Please recast the lines below as a JSON list of strings with one string per line, leaving out blank lines. Include only the lines starting with the line that contains "Subject: hedge" and going on through the line that contains "xmin=208 ymin=181 xmax=292 ymax=366".

_ _ _ _

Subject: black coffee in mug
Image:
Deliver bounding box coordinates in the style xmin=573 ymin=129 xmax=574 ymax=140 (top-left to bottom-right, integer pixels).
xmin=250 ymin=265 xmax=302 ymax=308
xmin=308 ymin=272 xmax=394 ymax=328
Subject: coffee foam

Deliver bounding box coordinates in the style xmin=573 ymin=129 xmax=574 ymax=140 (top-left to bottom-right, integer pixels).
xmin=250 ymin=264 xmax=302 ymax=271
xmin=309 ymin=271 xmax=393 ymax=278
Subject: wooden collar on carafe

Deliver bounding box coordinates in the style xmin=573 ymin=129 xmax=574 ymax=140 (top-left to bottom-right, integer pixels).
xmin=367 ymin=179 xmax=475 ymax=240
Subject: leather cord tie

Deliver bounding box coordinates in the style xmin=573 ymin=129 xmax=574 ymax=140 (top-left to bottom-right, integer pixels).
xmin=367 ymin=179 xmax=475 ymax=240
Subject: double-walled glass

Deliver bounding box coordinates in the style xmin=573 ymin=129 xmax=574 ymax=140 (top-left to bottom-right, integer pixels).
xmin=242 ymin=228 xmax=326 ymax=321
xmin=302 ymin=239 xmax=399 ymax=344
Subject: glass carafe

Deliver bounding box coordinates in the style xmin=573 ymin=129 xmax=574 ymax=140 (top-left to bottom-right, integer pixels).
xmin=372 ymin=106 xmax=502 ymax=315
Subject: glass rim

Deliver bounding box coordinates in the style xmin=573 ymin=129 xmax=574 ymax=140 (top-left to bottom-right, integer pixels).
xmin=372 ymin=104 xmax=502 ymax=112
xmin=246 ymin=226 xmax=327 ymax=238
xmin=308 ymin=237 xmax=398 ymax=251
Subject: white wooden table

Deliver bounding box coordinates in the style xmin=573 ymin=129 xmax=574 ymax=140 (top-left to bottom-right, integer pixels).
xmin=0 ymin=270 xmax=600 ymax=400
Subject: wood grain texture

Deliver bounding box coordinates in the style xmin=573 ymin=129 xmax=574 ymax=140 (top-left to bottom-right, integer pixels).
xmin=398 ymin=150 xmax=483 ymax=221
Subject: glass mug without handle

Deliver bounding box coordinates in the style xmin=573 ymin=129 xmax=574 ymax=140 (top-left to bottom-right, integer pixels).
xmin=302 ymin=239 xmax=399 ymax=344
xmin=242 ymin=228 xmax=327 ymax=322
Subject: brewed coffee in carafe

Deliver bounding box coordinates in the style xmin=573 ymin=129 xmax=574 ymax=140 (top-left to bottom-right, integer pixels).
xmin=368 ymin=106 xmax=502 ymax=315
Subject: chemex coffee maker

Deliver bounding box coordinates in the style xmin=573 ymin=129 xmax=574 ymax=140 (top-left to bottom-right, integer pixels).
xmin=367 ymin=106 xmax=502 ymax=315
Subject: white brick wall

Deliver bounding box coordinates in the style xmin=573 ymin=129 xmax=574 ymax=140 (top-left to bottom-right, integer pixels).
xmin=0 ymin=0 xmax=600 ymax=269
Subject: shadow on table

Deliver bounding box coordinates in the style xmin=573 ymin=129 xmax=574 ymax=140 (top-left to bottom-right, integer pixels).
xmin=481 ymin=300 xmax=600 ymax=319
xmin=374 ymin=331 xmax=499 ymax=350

_ _ _ _

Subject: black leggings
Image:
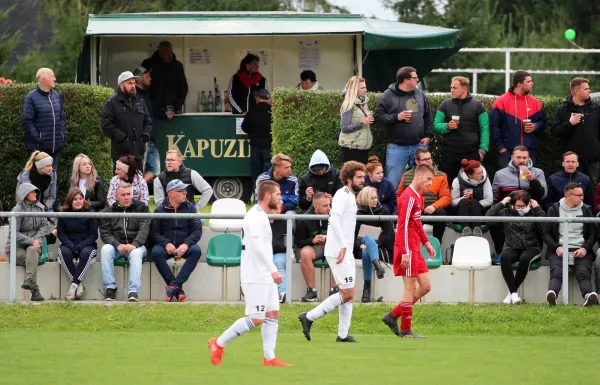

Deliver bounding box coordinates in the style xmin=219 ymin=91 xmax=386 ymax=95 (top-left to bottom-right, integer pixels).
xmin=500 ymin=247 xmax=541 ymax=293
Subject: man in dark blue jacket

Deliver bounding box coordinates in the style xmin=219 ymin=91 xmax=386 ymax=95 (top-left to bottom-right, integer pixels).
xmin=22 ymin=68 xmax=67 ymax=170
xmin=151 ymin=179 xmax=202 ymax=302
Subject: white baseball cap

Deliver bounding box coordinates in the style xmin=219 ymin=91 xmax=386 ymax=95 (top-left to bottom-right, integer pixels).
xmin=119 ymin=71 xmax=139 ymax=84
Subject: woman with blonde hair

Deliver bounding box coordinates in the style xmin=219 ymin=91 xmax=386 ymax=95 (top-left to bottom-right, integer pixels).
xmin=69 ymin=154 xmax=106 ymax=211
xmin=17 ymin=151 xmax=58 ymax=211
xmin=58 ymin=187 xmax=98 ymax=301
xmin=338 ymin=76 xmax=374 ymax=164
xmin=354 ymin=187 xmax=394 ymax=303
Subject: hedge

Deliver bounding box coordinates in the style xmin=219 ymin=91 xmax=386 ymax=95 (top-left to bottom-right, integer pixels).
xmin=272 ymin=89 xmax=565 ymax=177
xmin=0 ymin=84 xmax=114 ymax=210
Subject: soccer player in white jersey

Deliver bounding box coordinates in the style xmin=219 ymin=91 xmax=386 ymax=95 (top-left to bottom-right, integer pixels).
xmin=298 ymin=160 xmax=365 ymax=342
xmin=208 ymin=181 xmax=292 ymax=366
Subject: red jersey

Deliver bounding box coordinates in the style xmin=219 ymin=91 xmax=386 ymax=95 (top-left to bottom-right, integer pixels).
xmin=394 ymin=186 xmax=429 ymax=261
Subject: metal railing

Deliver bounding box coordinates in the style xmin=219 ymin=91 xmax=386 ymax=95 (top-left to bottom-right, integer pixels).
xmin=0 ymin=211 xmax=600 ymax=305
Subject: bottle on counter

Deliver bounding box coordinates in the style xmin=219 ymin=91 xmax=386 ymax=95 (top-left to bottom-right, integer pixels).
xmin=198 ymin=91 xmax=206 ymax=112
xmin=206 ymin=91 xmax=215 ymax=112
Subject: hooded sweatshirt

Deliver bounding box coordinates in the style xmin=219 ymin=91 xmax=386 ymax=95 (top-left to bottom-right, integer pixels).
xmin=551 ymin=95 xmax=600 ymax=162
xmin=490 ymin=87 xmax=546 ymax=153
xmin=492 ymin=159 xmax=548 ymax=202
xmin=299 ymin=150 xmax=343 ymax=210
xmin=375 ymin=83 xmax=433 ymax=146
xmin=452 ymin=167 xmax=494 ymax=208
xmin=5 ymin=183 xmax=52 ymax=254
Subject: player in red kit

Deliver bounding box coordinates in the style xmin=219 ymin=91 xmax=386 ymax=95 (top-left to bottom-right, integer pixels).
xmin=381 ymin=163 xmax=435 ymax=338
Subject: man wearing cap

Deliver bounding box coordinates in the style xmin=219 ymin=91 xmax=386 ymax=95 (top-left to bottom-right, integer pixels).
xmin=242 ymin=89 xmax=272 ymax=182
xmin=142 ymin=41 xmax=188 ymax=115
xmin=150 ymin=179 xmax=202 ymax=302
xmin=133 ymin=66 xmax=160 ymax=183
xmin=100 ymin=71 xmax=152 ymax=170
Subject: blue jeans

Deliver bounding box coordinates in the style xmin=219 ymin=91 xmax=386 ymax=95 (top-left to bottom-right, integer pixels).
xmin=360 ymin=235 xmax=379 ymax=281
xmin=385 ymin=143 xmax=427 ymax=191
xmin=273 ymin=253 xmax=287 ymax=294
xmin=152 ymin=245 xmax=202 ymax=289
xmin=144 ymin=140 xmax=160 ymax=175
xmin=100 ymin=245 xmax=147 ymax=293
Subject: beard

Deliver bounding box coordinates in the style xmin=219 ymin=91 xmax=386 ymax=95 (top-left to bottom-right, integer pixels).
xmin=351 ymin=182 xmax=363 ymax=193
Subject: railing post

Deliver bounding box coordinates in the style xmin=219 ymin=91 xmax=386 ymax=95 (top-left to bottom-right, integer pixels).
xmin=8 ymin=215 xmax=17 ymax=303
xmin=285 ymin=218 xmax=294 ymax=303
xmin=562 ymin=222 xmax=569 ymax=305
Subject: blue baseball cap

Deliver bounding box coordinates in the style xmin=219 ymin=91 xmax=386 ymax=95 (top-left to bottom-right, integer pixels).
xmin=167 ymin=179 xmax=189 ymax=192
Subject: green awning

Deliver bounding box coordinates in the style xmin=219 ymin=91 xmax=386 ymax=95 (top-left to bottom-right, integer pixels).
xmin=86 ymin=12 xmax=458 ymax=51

_ _ _ _

▶ _TASK ANSWER_
[
  "Subject: hedge",
  "Deliver bounding box coordinates in the style xmin=219 ymin=91 xmax=386 ymax=95 (top-left to bottom-right, integer pixels).",
  "xmin=272 ymin=89 xmax=565 ymax=177",
  "xmin=0 ymin=84 xmax=114 ymax=210",
  "Subject: soccer player in white jersey",
  "Deliver bounding box coordinates in the style xmin=219 ymin=91 xmax=386 ymax=95 (top-left to bottom-right, integer pixels).",
  "xmin=298 ymin=160 xmax=365 ymax=342",
  "xmin=208 ymin=181 xmax=292 ymax=366"
]